== PROBLEM TO SOLVE ==
Lay out the lines from the one containing "field, that would be most welcome." through the final line as a Markdown table with the columns Row and Line, leaving out any blank lines.

== STORED RECORDS ==
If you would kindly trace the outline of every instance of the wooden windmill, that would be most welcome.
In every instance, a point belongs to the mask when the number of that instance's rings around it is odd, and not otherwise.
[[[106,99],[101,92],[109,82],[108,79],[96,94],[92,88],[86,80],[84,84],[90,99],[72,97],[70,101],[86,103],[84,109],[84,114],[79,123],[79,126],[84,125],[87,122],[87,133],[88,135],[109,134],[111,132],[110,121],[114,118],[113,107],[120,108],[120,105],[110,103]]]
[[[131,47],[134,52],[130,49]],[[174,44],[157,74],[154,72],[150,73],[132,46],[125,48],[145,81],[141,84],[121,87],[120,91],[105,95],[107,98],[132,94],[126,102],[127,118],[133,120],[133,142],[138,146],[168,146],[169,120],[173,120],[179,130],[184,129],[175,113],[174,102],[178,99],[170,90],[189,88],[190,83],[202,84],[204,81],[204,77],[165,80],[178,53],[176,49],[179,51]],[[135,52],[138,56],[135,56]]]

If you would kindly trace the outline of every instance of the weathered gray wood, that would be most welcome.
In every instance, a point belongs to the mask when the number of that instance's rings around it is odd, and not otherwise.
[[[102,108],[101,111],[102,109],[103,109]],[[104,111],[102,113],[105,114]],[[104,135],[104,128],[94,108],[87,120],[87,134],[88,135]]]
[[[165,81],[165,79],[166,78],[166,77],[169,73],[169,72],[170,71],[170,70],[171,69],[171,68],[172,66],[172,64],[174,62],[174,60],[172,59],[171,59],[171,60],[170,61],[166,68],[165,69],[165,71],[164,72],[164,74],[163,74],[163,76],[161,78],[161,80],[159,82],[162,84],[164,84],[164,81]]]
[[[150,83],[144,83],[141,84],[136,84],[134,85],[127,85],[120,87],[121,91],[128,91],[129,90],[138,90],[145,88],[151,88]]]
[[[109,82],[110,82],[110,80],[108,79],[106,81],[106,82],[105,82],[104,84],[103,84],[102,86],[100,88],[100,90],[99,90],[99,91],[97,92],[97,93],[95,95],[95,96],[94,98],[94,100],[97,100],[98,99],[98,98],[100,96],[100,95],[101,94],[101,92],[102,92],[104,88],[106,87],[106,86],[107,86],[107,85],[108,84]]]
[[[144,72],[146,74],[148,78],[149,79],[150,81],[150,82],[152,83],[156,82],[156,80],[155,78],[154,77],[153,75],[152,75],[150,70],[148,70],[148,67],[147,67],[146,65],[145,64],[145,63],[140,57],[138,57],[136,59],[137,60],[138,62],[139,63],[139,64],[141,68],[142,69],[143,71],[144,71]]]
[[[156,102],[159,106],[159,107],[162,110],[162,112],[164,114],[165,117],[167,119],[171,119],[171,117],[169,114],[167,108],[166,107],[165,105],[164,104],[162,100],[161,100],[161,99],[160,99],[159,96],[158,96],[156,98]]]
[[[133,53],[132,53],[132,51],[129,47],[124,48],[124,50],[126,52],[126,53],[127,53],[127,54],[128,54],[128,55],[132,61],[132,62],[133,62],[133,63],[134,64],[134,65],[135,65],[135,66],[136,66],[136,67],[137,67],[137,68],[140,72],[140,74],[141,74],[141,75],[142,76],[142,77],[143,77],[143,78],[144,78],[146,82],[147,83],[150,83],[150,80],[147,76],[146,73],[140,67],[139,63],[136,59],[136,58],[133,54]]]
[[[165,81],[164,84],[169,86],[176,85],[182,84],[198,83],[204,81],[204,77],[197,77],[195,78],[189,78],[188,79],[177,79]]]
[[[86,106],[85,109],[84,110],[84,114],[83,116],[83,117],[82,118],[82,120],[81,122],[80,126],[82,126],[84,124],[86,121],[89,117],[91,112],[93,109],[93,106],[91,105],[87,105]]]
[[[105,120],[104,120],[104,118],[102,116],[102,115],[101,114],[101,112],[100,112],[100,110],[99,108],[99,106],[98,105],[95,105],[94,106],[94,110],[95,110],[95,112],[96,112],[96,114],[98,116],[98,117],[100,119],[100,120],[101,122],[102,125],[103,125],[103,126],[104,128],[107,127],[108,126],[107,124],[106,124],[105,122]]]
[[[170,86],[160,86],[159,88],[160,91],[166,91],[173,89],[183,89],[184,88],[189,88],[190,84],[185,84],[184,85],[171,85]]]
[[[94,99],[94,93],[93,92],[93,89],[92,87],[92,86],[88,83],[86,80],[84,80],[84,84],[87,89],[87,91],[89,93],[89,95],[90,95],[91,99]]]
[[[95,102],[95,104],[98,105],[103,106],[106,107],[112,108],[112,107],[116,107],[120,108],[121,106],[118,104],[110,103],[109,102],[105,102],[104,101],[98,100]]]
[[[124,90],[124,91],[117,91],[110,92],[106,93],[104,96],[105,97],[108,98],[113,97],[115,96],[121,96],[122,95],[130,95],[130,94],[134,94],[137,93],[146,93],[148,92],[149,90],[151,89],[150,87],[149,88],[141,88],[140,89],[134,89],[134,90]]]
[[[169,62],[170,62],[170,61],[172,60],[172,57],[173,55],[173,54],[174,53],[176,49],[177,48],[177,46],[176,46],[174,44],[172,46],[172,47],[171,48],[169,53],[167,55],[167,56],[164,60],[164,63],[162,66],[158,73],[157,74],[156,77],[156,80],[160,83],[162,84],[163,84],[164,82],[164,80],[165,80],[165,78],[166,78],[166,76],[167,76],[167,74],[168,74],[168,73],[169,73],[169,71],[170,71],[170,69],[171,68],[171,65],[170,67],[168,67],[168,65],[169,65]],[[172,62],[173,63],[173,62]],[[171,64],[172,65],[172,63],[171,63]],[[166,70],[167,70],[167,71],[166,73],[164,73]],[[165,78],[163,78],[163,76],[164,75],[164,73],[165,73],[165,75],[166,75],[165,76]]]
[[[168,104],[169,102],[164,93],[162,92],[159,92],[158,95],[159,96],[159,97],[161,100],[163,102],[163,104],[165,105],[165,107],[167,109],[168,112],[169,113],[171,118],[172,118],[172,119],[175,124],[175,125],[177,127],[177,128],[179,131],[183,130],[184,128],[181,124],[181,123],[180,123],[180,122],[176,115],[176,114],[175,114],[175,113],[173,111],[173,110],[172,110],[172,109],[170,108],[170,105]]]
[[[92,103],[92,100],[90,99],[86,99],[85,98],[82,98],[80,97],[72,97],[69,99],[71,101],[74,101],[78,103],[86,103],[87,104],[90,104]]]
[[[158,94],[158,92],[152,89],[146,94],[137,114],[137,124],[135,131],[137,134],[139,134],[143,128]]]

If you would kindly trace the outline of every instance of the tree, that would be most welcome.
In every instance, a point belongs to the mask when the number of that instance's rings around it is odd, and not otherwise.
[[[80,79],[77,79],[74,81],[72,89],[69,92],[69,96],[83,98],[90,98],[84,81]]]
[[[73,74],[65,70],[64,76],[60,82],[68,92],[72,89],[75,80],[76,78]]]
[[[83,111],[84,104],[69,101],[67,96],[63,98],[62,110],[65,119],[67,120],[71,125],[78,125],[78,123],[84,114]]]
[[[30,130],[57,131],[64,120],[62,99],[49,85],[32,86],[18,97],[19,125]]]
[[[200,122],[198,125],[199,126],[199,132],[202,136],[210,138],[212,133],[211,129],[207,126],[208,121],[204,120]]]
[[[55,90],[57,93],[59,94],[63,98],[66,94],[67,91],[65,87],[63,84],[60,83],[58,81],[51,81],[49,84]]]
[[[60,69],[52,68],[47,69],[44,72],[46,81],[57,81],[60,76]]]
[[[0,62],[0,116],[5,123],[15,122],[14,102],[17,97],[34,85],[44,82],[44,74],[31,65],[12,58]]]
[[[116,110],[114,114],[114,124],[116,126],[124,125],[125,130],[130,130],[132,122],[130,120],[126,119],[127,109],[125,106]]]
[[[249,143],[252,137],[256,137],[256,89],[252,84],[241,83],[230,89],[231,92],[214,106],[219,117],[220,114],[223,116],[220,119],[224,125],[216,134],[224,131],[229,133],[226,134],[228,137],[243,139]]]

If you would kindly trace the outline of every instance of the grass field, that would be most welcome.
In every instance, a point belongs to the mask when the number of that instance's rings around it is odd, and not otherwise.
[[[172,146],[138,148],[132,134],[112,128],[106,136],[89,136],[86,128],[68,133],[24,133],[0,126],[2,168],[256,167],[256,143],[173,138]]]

== TASK OUTPUT ==
| Row | Line |
|---|---|
| 1 | If you would kindly trace the outline of every instance of the grass field, that would be most welcome. |
| 2 | In every instance, a point belongs to the mask when the number of that instance's rings around it is odd, and not otherwise. |
| 3 | [[[172,146],[138,148],[132,134],[112,128],[106,136],[89,136],[86,128],[68,133],[24,133],[0,126],[2,168],[256,167],[256,143],[173,138]]] |